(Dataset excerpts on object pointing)

______

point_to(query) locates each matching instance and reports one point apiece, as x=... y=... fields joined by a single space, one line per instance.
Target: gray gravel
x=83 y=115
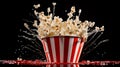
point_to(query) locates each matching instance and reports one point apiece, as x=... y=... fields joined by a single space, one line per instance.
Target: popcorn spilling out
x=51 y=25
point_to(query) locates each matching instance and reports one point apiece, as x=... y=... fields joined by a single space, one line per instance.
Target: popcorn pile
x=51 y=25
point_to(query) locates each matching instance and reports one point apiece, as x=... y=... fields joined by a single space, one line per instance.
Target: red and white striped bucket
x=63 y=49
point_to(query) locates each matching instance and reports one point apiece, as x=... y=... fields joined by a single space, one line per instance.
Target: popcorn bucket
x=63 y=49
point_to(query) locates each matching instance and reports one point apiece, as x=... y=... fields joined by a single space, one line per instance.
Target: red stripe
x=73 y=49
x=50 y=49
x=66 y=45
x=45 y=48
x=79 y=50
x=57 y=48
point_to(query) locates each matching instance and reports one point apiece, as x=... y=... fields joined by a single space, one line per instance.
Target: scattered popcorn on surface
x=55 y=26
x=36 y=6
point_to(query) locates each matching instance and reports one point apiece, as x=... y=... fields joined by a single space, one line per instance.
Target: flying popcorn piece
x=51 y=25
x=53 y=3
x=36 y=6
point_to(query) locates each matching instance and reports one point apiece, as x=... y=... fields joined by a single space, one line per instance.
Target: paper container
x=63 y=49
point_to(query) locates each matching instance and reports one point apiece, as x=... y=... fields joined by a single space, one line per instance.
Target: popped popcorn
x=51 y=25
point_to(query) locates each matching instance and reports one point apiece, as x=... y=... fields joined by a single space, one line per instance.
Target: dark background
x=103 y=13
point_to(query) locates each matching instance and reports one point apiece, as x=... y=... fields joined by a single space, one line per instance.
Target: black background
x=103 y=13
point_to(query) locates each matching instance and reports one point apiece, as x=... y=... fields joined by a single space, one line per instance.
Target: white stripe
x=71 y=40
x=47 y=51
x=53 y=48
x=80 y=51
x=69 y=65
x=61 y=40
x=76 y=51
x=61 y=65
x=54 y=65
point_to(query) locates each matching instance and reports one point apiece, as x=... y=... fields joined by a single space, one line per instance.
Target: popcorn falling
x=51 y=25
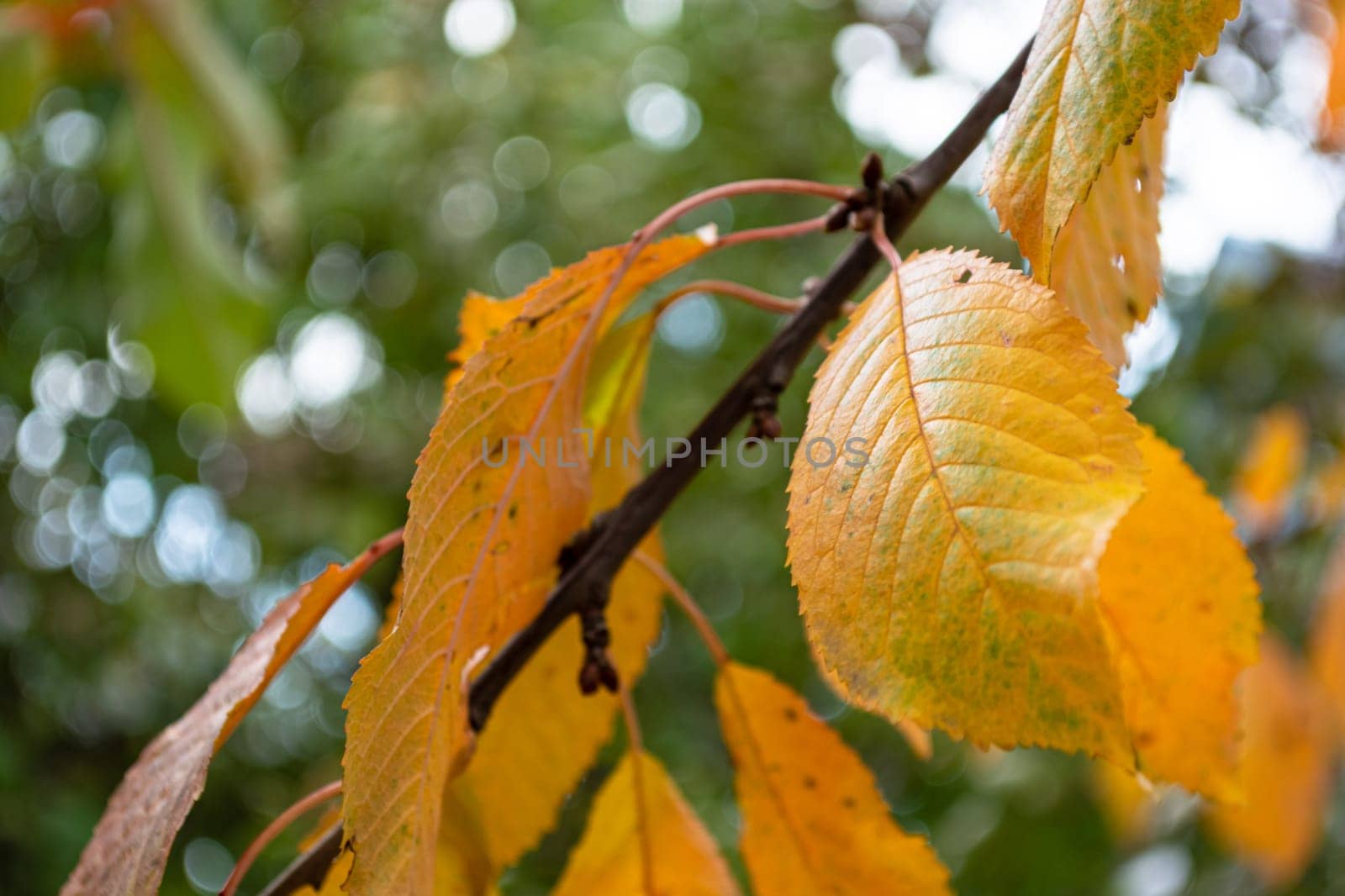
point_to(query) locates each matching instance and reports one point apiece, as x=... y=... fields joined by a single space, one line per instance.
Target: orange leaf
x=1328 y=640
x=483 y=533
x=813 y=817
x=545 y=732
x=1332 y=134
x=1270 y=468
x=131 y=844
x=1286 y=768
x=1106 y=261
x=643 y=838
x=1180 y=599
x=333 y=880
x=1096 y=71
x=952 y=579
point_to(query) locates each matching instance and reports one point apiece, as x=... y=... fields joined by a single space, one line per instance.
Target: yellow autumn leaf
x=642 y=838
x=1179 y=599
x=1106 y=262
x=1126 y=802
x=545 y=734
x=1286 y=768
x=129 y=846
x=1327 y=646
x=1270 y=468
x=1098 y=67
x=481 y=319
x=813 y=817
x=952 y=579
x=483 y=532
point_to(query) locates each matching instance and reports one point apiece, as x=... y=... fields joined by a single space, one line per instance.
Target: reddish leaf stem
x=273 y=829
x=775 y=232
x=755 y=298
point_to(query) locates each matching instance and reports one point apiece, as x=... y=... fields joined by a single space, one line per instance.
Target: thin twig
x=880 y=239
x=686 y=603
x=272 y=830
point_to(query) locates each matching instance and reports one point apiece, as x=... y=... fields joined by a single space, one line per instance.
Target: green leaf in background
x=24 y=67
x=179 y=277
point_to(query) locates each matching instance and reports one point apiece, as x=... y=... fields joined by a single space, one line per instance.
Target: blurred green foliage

______

**What the task asks:** Write out the material above again, word for word, minus its pictures.

**The result:**
point_to(query) locates each matching instance and reports one point apiece, as x=... y=... fields joined by a single space, one line per instance.
Target: gray gravel
x=83 y=115
point_to(query) locates each matching instance and reports one point apiece, as x=... y=... fields joined by a single space, one line per instance.
Target: popcorn spilling out
x=51 y=25
point_to(query) locates each matching instance and reports one point apiece, as x=... y=... fields joined by a single space, one line per instance.
Target: popcorn pile
x=51 y=25
point_to(query) locates each matching instance and reports one point apiece, as x=... y=... fields joined by a single space, one line per instance.
Target: red and white striped bucket
x=63 y=49
point_to(query) locates each matching instance and reports one point apiece, as x=... y=... fields joined by a single space, one line per instance.
Target: popcorn bucket
x=63 y=49
point_to(query) locates each matching instance and reports one point apiece, as x=... y=... fields joined by a single space, one line per instance.
Target: red stripe
x=73 y=49
x=50 y=49
x=66 y=45
x=45 y=48
x=79 y=50
x=57 y=48
point_to(query) locates each matching instance and reports one point apiece, as x=... y=... fields joined by a single space, one line per instance.
Target: scattered popcorn on surface
x=55 y=26
x=36 y=6
point_to(query) locates each matching instance and reports one point apiece, as x=... y=... fields joined by a single space, one line per instance.
Target: flying popcorn piece
x=51 y=25
x=53 y=3
x=36 y=6
point_to(query) locates each matching instance and reports one point apiece, as x=... y=... fields joined by a single space, one line per instance.
Target: paper container
x=63 y=49
point_to(query) locates each matching instance and reports one point apiece, as x=... y=... fields joined by a single space, one line per instance.
Target: popped popcorn
x=51 y=25
point_to(query) locates each matching instance and reports one point apiece, as x=... y=... fields joined by a single space, one line per instance.
Target: dark background
x=103 y=13
point_to(query) locates each matching instance and reports one point apiece, as x=... y=... fields joined by a single space, one line per instance.
Target: black background
x=103 y=13
point_to(query) locates each matching instance and reports one point apiece, as x=... y=... fields joined by a single space, one line per instance.
Target: white stripe
x=71 y=40
x=47 y=51
x=53 y=48
x=80 y=51
x=69 y=65
x=61 y=40
x=76 y=51
x=61 y=65
x=54 y=65
point_to(query) locates each matching instance and reports one point apiece, as x=... y=... fields joined by a single space, one line per instance.
Target: popcorn falling
x=51 y=25
point_to(query) locates each matching instance and reports one point apiece, as x=... y=... fields joined by a single space, one line per instance.
Target: orange leaf
x=1328 y=640
x=483 y=533
x=813 y=817
x=545 y=732
x=1332 y=134
x=1270 y=468
x=131 y=844
x=1286 y=768
x=1106 y=261
x=643 y=838
x=1180 y=599
x=333 y=880
x=1096 y=71
x=952 y=579
point_to(query) locates each matching instance and reports one point apiece, as x=... y=... fields joined by a single space, one line per instance.
Target: yellow autumn leaf
x=642 y=838
x=1179 y=599
x=1106 y=262
x=1126 y=802
x=545 y=734
x=1286 y=768
x=129 y=846
x=1327 y=646
x=1270 y=468
x=1098 y=67
x=481 y=319
x=813 y=817
x=952 y=579
x=483 y=532
point_to(query) locates each matching instance and reports one point apiece, as x=... y=... fields joined by a single space, one line per instance.
Target: reddish leaf stem
x=273 y=829
x=775 y=232
x=755 y=298
point_to(query) locates each matching instance and reports one point apiece, as x=... y=... fields joined by a single space, one line per instance.
Target: thin twig
x=880 y=239
x=686 y=603
x=272 y=830
point_to(query) locates each matching instance and reports one point apiece, as x=... y=... fields joined by a single space, one line per instance.
Target: green leaf in background
x=24 y=67
x=179 y=277
point_to(query) locates each matching instance and reports one point apiece, as x=... y=... fields joined by a single space, one line per instance.
Target: blurred green foliage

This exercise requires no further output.